[Dataset entries]

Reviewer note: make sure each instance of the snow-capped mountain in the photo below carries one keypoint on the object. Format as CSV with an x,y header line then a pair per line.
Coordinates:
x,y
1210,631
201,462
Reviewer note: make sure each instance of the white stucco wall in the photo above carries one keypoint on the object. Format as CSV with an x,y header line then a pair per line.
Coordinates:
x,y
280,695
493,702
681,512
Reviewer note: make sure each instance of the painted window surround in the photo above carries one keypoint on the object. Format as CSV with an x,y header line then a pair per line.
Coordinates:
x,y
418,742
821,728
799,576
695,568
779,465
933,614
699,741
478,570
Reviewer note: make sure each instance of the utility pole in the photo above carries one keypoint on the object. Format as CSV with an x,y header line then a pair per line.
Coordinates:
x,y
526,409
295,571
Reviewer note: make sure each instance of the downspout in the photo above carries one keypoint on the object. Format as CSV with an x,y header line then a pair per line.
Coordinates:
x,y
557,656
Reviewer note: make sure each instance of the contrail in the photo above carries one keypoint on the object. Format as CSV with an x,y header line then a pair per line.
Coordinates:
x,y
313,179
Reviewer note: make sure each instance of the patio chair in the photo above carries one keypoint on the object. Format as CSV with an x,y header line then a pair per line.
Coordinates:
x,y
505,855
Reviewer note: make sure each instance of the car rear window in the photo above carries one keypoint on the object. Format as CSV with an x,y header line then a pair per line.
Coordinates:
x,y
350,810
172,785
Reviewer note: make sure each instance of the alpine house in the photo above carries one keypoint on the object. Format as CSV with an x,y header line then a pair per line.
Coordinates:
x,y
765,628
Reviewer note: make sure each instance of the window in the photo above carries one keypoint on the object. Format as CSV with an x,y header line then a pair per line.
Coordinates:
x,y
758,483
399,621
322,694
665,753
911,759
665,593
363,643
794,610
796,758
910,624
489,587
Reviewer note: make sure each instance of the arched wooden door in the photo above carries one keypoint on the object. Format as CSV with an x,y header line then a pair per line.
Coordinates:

TASK STATEMENT:
Reproduce every one of the records above word for word, from first line to last.

COMPLETE ANSWER:
Reviewer note: make sure each instance of the snow-capped mountain in the photo below carries one keypoint on the object. Format as CSV with an x,y header line then a pair per line.
Coordinates:
x,y
1210,631
201,462
Reviewer note: make sure each instance of the white stucco wall in the photo above carries one keypoint on the object. Format as CSV with an x,y header line then a pair per line.
Coordinates:
x,y
280,695
493,702
681,512
Reviewer note: make sure each instance of the painted window surround in the photo above carries one keypoint on the object. Format as CSV with an x,y header line then a pair per line.
Coordinates:
x,y
418,742
821,728
799,576
695,568
779,465
933,614
699,741
478,570
Reviewer note: make sure each instance of the utility pole in the photo above carries one keypoint on the object. Format as CSV with an x,y header line then a pair per line.
Coordinates:
x,y
526,409
295,571
Reviewer note: make sure each instance of the downspout in the photo above carries one keypoint on the object. Format as CSV with an x,y header line then a pair per line.
Coordinates:
x,y
557,656
Reviewer note: make sure each instance of the contrail in the photo above carries one keypoint on the object. Format as CSV with an x,y header line then a pair per line.
Coordinates:
x,y
313,179
Reviewer note: make sure each instance of the patio chair in the photo above carries one keypoint on the object. Format as CSV with an x,y header line then a pair per line.
Coordinates:
x,y
505,855
Reviewer note: make sure each instance of the car rear window in the photo above carries one keypoint on the object. Format as CSV with an x,y header line then a pair per line.
Coordinates:
x,y
350,810
172,785
Reviewer note: make sure each instance of the alpine house in the photo above carries one keypoint on the object. Format as CSV with an x,y header line then a pair per line.
Coordinates:
x,y
765,628
Reviewer note: make sure each instance of the window in the photo above carries one keypoint on the object. Format as CSV with an x,y header line then a pair per line.
Coordinates:
x,y
758,483
399,621
322,694
665,753
911,759
665,593
363,643
794,610
796,758
910,624
489,587
Reviewer note: make sure each instance of the arched wooden door in the photo above carries one keypoint on the object. Format as CSV with an x,y header line then a pair per line.
Coordinates:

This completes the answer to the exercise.